*** Block opens ***
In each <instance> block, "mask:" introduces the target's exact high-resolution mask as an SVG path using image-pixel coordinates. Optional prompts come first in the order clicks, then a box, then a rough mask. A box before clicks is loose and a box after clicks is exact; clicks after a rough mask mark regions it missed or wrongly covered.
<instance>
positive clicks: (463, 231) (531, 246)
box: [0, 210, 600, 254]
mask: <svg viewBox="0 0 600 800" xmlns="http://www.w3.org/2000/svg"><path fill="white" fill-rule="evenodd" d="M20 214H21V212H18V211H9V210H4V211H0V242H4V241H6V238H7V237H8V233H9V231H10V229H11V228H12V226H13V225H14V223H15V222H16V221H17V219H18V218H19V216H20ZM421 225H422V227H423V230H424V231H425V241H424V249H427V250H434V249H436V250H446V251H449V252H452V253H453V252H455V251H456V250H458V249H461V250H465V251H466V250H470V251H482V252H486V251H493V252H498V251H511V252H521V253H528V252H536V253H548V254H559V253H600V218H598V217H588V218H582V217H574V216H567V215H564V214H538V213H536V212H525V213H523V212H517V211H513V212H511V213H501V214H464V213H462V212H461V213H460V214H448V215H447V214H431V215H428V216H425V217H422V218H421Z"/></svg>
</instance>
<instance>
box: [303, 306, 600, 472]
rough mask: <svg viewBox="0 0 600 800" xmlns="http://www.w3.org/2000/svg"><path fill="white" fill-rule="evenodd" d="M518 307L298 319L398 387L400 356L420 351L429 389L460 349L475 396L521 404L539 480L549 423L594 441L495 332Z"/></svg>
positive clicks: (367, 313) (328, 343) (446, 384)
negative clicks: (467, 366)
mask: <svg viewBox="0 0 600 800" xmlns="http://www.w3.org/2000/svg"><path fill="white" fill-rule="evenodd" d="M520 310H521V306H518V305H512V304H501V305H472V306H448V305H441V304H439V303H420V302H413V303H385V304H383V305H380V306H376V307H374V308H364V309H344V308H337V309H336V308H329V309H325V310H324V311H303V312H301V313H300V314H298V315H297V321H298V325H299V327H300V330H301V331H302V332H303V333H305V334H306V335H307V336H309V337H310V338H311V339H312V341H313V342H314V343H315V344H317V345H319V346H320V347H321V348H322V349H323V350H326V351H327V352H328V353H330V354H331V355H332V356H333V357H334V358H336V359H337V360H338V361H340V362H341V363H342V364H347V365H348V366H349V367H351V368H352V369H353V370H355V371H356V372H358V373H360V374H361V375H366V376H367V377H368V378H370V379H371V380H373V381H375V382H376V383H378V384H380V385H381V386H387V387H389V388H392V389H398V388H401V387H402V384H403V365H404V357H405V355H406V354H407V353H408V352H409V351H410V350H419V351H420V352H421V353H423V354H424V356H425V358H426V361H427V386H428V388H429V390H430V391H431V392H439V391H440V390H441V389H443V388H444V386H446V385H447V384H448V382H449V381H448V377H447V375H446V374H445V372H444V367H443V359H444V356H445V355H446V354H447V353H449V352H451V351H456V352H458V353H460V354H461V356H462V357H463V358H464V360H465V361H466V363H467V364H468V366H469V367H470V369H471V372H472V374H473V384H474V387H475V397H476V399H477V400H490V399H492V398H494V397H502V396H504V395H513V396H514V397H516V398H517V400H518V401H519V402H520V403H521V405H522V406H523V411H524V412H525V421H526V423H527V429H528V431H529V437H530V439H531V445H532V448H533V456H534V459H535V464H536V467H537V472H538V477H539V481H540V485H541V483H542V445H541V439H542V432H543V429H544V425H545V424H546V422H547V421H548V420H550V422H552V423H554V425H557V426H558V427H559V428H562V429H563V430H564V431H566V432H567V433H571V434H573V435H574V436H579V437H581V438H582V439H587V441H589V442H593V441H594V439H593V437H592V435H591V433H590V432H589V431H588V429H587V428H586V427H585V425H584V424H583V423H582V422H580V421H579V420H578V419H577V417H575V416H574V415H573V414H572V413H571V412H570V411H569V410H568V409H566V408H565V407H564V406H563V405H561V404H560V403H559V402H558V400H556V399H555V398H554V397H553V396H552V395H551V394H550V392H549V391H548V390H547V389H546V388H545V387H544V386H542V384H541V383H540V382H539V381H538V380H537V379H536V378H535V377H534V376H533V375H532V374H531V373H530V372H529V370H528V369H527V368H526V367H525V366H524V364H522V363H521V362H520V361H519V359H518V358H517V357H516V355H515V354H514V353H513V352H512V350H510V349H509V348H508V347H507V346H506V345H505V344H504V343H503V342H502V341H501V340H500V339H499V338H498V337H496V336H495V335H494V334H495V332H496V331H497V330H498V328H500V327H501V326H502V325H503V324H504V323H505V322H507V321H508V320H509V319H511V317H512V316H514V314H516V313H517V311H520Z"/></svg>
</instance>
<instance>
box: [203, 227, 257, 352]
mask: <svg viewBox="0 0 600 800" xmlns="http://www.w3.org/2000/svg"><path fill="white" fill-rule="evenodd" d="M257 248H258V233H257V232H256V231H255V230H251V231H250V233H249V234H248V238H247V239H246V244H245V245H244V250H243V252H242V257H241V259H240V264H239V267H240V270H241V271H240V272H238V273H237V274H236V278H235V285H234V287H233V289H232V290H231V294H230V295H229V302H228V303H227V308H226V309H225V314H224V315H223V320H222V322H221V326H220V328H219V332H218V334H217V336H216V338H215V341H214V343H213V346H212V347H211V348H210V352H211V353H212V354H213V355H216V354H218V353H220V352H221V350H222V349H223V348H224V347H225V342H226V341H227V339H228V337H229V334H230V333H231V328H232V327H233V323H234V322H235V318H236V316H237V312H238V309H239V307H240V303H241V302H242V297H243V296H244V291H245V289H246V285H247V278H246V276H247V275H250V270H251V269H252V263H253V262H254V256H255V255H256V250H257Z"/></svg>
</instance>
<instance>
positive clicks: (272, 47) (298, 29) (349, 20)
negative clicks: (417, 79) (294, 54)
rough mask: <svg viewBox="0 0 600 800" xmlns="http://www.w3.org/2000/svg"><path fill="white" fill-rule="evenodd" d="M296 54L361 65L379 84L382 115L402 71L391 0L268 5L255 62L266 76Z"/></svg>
*** Block closes ***
§ **Problem to solve**: Which lines of the data include the string "positive"? Copy each of them.

§ **Exercise solution**:
positive clicks: (463, 231) (531, 246)
positive clicks: (367, 313) (328, 343) (446, 384)
positive clicks: (272, 47) (298, 29) (349, 20)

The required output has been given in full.